** Begin Dataset content **
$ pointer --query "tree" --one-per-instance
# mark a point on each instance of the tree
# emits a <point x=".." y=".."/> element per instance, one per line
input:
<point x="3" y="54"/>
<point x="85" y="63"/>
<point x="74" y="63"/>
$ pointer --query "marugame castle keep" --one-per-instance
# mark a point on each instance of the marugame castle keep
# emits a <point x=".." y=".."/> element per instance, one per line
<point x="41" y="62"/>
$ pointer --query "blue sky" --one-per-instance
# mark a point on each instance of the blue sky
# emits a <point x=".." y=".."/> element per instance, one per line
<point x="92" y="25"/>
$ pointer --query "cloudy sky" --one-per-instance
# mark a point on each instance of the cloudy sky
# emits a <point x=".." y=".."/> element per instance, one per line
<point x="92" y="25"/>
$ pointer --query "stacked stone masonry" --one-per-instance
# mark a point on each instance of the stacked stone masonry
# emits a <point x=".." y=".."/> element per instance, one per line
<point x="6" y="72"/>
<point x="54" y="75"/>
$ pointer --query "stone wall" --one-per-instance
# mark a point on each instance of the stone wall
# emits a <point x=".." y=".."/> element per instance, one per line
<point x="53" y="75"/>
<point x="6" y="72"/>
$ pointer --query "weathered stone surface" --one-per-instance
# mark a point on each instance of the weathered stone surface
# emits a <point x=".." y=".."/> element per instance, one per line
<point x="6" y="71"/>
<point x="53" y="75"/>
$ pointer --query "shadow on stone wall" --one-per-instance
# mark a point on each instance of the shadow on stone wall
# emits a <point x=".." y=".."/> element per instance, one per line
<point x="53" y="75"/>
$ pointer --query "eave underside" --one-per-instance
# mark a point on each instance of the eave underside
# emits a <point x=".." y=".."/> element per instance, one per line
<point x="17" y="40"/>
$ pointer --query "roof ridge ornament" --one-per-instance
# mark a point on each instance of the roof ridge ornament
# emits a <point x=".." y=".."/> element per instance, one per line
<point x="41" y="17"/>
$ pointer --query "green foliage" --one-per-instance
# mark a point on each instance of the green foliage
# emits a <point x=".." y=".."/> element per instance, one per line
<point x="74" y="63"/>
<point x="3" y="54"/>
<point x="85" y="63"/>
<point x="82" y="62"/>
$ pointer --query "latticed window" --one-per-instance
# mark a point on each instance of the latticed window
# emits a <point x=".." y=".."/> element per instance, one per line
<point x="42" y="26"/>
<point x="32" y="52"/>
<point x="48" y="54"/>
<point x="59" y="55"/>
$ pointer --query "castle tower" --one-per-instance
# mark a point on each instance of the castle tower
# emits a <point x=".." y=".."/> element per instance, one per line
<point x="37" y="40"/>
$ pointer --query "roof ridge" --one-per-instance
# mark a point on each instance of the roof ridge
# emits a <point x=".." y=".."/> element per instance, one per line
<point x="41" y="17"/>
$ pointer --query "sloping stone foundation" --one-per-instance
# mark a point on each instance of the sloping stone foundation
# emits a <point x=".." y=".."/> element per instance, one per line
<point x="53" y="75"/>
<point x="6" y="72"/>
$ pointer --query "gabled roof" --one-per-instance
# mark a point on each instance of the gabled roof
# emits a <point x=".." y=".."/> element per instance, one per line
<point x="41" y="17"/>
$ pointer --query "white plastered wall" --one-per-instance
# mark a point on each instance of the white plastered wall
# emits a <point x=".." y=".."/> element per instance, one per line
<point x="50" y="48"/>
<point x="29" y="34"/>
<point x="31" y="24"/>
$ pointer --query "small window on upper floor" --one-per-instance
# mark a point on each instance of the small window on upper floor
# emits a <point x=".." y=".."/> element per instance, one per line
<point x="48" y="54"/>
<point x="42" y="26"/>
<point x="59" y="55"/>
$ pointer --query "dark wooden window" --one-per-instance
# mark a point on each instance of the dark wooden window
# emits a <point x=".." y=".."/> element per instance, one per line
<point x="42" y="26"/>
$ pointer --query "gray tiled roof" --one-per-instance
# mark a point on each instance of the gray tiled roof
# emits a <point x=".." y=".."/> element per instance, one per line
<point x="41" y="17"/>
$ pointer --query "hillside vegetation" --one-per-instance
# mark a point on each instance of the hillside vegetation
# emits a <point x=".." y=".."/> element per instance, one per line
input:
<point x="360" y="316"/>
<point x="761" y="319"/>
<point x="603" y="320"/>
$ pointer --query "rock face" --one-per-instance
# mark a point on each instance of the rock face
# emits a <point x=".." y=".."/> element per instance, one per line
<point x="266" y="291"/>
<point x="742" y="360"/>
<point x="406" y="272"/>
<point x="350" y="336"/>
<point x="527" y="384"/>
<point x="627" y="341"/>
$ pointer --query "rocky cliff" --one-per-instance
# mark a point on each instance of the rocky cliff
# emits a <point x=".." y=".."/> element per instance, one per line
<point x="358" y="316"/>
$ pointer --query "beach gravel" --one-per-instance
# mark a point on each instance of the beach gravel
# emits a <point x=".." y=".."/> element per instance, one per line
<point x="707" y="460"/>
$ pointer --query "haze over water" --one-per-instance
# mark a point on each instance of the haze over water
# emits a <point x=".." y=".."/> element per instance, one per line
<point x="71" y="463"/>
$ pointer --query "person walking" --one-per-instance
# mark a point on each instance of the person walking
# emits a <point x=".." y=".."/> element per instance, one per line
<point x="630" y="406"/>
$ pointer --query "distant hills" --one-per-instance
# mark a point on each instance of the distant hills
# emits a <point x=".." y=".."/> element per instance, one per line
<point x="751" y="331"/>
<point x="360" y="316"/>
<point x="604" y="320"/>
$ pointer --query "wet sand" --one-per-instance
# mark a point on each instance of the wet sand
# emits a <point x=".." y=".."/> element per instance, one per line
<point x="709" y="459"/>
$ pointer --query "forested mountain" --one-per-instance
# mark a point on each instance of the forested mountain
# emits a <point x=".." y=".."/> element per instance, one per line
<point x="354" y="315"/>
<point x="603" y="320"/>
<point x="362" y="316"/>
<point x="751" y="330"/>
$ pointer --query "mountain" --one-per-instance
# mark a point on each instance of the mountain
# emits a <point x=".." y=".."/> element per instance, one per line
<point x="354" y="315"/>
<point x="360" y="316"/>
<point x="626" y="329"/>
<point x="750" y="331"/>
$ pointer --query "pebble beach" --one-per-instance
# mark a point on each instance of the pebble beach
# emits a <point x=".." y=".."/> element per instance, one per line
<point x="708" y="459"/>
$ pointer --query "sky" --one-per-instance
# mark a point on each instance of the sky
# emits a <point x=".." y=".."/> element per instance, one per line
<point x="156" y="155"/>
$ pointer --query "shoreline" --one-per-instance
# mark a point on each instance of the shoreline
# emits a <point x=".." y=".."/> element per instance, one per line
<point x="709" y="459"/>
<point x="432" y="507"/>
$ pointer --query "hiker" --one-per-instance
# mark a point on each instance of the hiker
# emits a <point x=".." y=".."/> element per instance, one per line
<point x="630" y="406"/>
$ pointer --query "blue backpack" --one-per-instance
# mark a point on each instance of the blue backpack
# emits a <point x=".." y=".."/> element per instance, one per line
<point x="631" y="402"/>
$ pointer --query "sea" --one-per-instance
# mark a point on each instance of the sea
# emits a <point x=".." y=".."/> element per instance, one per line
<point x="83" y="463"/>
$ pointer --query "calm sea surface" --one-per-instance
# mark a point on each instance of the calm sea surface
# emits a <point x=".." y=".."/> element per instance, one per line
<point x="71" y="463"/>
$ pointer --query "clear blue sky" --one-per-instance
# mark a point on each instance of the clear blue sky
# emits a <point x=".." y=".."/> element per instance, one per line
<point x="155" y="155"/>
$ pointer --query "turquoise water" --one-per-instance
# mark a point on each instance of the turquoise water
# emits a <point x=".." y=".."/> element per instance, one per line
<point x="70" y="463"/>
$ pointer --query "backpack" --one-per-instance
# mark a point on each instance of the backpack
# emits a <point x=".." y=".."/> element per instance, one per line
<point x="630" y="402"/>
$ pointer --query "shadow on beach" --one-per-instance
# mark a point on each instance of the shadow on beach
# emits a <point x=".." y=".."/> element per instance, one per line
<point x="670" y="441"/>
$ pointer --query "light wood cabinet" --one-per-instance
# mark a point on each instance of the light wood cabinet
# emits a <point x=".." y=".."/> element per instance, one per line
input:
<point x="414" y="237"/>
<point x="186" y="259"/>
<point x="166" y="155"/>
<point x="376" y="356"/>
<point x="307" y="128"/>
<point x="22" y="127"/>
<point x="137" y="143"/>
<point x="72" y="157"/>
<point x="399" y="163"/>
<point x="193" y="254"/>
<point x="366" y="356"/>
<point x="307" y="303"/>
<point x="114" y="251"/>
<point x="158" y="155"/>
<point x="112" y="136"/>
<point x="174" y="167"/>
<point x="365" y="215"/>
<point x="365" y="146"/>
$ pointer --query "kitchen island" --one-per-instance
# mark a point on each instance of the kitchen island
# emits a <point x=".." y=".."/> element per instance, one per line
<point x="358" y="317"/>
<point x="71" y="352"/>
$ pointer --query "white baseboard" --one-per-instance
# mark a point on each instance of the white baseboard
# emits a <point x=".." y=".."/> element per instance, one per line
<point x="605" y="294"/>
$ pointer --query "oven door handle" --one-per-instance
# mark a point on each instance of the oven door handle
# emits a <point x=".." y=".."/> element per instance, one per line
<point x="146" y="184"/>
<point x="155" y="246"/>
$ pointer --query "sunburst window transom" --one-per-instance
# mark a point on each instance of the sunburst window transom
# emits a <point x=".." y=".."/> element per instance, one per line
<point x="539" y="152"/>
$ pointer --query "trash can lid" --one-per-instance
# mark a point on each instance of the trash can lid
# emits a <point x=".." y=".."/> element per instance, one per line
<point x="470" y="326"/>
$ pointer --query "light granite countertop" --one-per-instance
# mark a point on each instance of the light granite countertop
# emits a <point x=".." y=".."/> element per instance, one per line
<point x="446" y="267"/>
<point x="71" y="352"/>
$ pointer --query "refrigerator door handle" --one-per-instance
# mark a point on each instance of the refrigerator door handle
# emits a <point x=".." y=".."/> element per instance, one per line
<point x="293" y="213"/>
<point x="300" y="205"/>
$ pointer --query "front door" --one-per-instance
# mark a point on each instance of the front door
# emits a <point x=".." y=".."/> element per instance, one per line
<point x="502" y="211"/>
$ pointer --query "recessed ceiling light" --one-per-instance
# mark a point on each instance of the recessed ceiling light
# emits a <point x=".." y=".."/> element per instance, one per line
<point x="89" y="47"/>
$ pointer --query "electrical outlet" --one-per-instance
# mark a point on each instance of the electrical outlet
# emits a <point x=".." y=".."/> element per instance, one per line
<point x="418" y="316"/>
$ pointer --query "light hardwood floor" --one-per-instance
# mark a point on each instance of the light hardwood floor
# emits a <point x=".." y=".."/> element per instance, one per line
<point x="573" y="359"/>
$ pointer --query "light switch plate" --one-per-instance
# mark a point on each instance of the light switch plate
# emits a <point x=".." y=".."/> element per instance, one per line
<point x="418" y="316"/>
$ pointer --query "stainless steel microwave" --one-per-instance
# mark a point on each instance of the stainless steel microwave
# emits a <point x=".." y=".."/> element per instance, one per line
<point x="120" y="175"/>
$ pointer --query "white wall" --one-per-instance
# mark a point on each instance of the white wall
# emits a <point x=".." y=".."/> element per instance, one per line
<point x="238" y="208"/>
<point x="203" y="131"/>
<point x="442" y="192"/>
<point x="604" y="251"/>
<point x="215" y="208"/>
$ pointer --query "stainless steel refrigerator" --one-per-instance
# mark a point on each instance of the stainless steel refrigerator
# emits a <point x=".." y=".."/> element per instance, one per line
** End Dataset content **
:: Written task ::
List each line of the entries above that contains the word "recessed", matching case exactly.

:: Result ::
$ pointer --query "recessed ceiling light" --one-per-instance
# mark a point on each instance of the recessed ceiling light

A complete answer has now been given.